**TEXT**:

--- START ---

Roger Mundy

From a Republic to a Parliament - Part 1

By Roger Mundy

February 14, 2014

 


The Convention of States

 

When I learned there was a new push for a Constitutional Convention – a concon, I was not surprised. Many of us involved in defeating the last big push twenty years ago had been expecting it. We new our victory had only been defensive and had left “the powers that be” to try again. But I was surprised for a moment when I learned it was called “The Convention of States” because the earlier attempt called “The Conference of States” had the same acronym – COS.

 

The question occurred to me, could this be a second attempt not only to get a con-con, but an attempt to get the specific changes they failed to get with the first COS. Those who orchestrate such attempts have often cryptically announced what they are actually doing.

 

My suspicions increased to a near certainty when I learned that the new COS is “a project of Citizens for Self Governance” – CSG, because the earlier COS was “a project of the Council of State Governments” – an earlier CSG. I never would have come to this perception if not for the battle I was engaged in against the first COS twenty years ago, and observing the strange doings of the powers behind the scenes during that time.

 

To confirm my suspicions I began to compare the two COS efforts for similarities and differences. Particularly striking is the involvement of former Gov. Michael Leavitt in the new COS, who was the head of the earlier COS. The same justification of federal abuses is being used again, and again the same kind of money trail, one paved with support from deep corporate pockets leads to both. There are other similarities but what is most revealing are the differences.

 

When the two COS efforts are seen as just two different sales approaches, the differences are just cosmetic and do not suggest any difference in substance. After the defeat of COS-I I remember thinking “Next time they will try through the people.” This is what the new COS actually claims to be doing. Its promotional material claims they are organizing a “grass roots” movement, but this new effort is top down and centrally pre-planned – the opposite of the bottom up, spontaneous nature of real grass roots movements.

--- END ---

**INFORMATION SUPPLIED**:
--- START ---

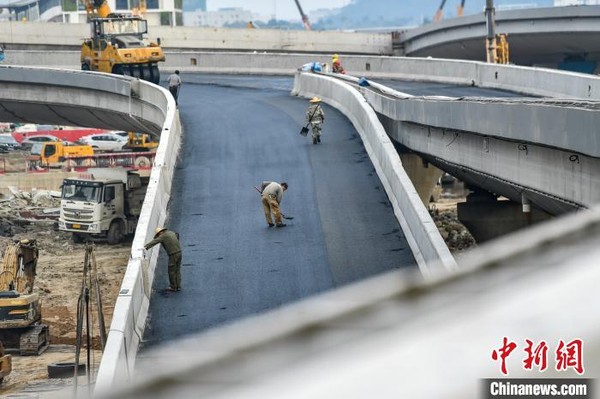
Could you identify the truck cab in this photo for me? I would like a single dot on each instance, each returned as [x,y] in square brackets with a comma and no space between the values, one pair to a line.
[107,205]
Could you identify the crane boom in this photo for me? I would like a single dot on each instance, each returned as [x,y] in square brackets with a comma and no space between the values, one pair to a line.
[461,8]
[439,14]
[304,17]
[97,8]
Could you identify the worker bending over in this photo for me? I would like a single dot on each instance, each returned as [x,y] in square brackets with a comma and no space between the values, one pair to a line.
[315,117]
[170,242]
[271,196]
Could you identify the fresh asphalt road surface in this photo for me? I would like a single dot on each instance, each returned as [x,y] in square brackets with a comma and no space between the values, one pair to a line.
[238,132]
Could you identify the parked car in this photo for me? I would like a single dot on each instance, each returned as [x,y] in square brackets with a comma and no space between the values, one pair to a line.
[42,138]
[105,141]
[8,143]
[121,133]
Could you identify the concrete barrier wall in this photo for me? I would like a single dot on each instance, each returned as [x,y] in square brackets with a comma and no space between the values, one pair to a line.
[425,241]
[71,35]
[38,92]
[131,308]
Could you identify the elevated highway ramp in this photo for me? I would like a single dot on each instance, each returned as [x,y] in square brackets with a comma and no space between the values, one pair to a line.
[239,131]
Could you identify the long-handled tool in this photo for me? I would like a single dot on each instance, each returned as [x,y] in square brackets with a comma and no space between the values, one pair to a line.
[282,215]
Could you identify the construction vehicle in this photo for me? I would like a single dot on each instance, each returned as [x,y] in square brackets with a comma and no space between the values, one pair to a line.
[21,328]
[118,44]
[81,157]
[439,14]
[141,142]
[106,204]
[56,154]
[5,363]
[496,45]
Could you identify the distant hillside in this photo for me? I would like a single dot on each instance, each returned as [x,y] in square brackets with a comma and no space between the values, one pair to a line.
[394,13]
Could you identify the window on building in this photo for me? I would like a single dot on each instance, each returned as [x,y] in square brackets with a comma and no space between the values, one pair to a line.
[165,18]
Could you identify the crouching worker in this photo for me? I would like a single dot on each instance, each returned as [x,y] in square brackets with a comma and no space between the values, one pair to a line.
[170,242]
[271,196]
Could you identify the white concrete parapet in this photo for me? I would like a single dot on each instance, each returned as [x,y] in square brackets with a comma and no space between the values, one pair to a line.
[427,245]
[57,96]
[131,308]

--- END ---

**TASK LIST**:
[a] In the piece on the Convention of States, what was the earlier COS a project of?
[b] From the piece on the Convention of States, write out the part that opens with the words containing "The question occurred" and closes with "are actually doing.".
The records were taken from a different source than the text.

**ANSWERS IN ORDER**:
[a] The Council of State Governments.

[b]
The question occurred to me, could this be a second attempt not only to get a con-con, but an attempt to get the specific changes they failed to get with the first COS. Those who orchestrate such attempts have often cryptically announced what they are actually doing.